* _DATA PROVIDED_
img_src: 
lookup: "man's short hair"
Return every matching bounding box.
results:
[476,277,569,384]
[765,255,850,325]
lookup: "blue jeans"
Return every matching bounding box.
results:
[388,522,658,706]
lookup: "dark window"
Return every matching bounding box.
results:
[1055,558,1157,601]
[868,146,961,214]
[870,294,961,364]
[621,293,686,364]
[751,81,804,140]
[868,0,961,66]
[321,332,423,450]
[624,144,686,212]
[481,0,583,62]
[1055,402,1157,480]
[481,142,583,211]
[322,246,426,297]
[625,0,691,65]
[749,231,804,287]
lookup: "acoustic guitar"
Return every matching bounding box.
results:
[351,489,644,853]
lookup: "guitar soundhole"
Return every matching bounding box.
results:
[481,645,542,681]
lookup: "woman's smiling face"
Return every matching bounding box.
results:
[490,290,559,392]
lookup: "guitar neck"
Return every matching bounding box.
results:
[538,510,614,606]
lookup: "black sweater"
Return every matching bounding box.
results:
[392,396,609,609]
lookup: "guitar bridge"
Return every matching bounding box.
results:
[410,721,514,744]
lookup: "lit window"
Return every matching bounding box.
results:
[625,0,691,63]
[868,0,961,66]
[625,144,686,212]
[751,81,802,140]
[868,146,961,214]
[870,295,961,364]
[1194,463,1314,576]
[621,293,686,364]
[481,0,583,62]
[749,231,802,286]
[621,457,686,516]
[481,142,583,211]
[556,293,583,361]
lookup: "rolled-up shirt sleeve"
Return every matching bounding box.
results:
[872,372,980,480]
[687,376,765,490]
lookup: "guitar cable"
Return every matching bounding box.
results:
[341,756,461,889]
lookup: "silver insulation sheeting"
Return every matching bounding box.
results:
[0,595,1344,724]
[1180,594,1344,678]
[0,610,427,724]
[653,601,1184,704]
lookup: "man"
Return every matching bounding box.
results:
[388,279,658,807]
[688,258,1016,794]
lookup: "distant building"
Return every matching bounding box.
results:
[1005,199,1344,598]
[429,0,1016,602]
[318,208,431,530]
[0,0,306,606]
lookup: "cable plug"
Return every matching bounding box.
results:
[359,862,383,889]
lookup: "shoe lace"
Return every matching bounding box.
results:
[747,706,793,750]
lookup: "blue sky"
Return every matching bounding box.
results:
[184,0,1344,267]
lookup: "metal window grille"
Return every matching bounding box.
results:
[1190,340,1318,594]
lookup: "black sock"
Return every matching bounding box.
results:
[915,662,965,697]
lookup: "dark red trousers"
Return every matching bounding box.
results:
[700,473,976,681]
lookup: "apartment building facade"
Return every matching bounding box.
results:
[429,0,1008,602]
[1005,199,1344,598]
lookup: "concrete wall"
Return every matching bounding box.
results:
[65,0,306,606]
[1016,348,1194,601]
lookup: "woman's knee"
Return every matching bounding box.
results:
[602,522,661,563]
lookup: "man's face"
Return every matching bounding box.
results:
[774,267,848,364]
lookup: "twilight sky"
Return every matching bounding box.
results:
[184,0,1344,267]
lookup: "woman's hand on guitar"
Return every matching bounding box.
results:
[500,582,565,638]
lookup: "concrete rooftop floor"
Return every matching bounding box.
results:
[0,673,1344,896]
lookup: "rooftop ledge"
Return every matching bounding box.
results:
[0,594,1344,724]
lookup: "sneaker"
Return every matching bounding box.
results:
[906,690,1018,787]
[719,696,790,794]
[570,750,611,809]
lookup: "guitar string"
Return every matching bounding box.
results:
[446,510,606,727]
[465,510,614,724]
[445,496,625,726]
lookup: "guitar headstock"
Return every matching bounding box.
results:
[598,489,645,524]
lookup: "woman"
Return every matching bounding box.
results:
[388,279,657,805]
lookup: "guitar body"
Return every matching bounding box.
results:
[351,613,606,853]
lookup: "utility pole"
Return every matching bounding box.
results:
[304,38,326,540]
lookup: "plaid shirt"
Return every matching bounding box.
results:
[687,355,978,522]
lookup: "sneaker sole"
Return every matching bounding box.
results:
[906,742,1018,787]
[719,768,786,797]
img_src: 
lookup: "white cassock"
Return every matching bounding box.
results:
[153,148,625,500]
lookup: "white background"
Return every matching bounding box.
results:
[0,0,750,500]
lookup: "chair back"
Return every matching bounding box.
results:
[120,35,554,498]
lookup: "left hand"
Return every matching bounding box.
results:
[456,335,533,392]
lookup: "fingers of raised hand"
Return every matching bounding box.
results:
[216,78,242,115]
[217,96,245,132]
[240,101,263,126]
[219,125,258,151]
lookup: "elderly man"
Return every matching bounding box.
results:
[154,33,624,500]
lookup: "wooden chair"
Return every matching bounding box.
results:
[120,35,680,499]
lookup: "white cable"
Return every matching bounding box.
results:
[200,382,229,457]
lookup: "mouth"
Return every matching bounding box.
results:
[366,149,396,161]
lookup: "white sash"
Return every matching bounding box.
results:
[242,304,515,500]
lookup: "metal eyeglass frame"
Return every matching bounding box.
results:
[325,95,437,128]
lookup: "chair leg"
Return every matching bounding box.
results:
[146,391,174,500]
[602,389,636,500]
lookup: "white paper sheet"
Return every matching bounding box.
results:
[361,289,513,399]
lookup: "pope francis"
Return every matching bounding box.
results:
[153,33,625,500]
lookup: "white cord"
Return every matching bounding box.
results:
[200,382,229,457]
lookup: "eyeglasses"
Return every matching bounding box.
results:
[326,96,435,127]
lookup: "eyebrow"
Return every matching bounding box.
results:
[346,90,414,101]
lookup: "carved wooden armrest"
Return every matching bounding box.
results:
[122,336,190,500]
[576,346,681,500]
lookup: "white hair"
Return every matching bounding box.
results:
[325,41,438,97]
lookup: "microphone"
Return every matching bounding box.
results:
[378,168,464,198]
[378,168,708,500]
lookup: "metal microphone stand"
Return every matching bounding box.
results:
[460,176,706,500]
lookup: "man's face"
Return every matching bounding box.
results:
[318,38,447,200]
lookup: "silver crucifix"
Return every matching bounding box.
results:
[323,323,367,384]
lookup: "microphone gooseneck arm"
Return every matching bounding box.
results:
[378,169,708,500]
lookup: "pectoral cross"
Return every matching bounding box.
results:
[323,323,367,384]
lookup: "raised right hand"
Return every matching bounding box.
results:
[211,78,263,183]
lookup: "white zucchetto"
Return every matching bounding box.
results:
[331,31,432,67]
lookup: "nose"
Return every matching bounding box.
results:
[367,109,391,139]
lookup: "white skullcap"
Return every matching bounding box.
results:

* _WRITTEN INSTRUCTION_
Pull out every line in the items above that contains the word "black".

* _SOLUTION FOR THIS PROBLEM_
lookup: "black sweater"
lookup: "black sock"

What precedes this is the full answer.